-- Start Source excerpt --

Over the past few years, a significant number of organisations worldwide have started to incorporate cloud into their operations, gathering insights from large amounts of data that help them achieve key business outcomes.

Cloud traffic is expected to increase almost four times by 2020. Simultaneously, the Internet of Things (the billions of devices around the world sending and receiving data across the internet) market is expected to reach $267 billion in the same period.

The Middle East and Africa is no exception. The region is expected to see an exponential growth in data centre traffic, estimated to reach one quintillion bytes per year by 2020.

The cloud is a place where businesses are not limited by resources and can do all the analytics and computing necessary to remain competitive. It has also enabled real growth of the Internet of Things (IoT) because the terabytes of device data now have a place that can aggregate and process them.

However, as the IoT continues to grow and businesses realise its benefits, the next breakthrough capability is to enable IoT devices themselves to evolve.

That’s where edge computing comes in. The network edge is the name given to the many computing devices that intersect with the real world, from small devices like internet-connected cameras, microwaves and smart watches, to large and complex ones like autonomous cars.

In the next 10 years, nearly all our everyday devices – and many new ones we haven’t created yet -will be connected. These devices are all becoming so “smart” that they can power advanced algorithms that help them see, listen, reason, predict and more, without requiring “always on” connectivity the cloud. This is the intelligent edge, and it will define the next wave of innovation – not just for business but also how we address some of the world’s most pressing problems.

-- End Source excerpt --
-- Start Records for this task --

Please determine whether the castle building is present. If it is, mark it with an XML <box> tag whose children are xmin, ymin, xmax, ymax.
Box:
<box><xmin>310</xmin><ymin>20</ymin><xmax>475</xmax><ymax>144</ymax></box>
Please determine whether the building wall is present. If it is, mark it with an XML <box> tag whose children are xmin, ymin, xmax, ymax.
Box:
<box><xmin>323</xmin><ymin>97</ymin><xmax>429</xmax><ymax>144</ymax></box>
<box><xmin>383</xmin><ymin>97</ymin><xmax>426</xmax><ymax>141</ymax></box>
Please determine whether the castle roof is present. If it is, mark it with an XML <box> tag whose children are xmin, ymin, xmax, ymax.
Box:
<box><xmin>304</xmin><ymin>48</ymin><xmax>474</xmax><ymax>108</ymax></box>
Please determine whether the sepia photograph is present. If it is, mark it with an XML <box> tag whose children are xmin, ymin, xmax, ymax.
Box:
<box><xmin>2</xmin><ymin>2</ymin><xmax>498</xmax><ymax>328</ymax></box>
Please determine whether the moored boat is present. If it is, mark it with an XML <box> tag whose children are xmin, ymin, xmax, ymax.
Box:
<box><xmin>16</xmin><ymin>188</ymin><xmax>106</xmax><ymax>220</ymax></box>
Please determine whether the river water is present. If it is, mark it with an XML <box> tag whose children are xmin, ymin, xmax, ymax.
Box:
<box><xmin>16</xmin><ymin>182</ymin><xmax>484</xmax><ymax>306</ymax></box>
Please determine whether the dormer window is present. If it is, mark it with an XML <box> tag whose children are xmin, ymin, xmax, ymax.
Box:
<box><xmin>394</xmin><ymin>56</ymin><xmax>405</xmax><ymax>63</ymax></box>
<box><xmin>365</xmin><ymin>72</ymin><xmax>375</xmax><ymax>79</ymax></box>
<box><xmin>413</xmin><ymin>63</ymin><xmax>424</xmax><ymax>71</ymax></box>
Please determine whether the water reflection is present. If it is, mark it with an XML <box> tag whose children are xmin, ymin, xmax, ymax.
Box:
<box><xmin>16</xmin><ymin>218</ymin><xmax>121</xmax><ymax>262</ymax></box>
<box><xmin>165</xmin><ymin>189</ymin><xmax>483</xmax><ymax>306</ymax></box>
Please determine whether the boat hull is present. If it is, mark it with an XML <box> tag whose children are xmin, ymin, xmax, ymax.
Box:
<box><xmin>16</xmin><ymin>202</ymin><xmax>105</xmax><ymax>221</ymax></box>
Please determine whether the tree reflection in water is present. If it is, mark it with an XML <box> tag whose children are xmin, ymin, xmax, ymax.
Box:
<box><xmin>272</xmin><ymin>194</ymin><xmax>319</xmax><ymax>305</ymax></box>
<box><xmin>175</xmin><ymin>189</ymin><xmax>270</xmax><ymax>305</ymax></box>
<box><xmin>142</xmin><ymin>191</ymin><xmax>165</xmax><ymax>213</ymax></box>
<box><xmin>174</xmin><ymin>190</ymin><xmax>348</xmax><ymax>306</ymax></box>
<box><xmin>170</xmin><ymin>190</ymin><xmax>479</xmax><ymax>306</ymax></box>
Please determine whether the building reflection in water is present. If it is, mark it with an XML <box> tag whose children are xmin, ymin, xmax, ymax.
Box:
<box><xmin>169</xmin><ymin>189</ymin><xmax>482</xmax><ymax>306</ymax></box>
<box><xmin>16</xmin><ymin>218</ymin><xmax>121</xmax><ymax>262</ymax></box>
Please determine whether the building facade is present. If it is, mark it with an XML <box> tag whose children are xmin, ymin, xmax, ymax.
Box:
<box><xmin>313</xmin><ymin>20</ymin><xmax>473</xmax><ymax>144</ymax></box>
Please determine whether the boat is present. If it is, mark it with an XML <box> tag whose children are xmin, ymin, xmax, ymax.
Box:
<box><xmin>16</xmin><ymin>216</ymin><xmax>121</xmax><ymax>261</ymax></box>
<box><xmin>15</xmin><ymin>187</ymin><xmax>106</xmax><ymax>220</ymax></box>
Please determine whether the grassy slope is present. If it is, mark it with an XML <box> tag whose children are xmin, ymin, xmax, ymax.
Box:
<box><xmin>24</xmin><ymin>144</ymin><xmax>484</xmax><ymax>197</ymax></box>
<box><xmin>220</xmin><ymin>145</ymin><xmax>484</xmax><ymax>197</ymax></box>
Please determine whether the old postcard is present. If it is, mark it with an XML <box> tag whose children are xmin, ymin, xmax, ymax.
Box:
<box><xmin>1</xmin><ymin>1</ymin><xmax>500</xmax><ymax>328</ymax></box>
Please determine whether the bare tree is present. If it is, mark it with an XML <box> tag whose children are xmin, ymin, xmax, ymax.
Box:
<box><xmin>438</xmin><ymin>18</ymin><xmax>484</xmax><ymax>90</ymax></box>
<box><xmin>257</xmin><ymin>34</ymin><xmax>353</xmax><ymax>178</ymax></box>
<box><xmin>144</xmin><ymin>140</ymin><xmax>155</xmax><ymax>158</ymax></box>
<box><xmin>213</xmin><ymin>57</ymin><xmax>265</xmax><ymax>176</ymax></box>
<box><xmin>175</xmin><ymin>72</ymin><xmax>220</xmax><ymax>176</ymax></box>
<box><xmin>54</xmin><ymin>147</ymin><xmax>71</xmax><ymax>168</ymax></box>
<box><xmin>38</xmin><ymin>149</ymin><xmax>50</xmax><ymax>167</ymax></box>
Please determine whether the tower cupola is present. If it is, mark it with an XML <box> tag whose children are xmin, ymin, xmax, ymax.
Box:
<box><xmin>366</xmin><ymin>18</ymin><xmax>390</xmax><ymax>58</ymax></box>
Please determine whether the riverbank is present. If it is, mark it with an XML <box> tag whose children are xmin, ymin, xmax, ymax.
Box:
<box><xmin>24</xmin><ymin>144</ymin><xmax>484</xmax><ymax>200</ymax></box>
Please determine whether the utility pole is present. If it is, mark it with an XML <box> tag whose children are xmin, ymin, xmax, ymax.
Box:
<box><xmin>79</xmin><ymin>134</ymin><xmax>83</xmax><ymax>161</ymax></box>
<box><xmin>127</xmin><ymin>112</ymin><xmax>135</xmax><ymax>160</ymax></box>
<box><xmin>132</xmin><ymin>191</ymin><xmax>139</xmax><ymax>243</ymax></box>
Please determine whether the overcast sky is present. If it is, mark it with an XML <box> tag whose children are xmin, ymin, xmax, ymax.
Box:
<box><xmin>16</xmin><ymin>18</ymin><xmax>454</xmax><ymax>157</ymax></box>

-- End Records for this task --

*Problems to work on*:
1. Condense the paragraph of the cloud computing excerpt that begins "In the next 10 years" into a shorter version that keeps its main facts.
2. Extract every line of the listing that contains the string "tree".
The cloud computing excerpt and the listing are unrelated.

*Answer list*:
1. Within ten years, nearly all everyday devices, plus many not yet created, will be connected. They are becoming smart enough to run advanced algorithms that let them see, listen, reason and predict without always-on cloud connectivity. This intelligent edge will drive the next wave of innovation, both for business and for addressing some of the world's most pressing problems.

2.
Please determine whether the tree reflection in water is present. If it is, mark it with an XML <box> tag whose children are xmin, ymin, xmax, ymax.
Please determine whether the bare tree is present. If it is, mark it with an XML <box> tag whose children are xmin, ymin, xmax, ymax.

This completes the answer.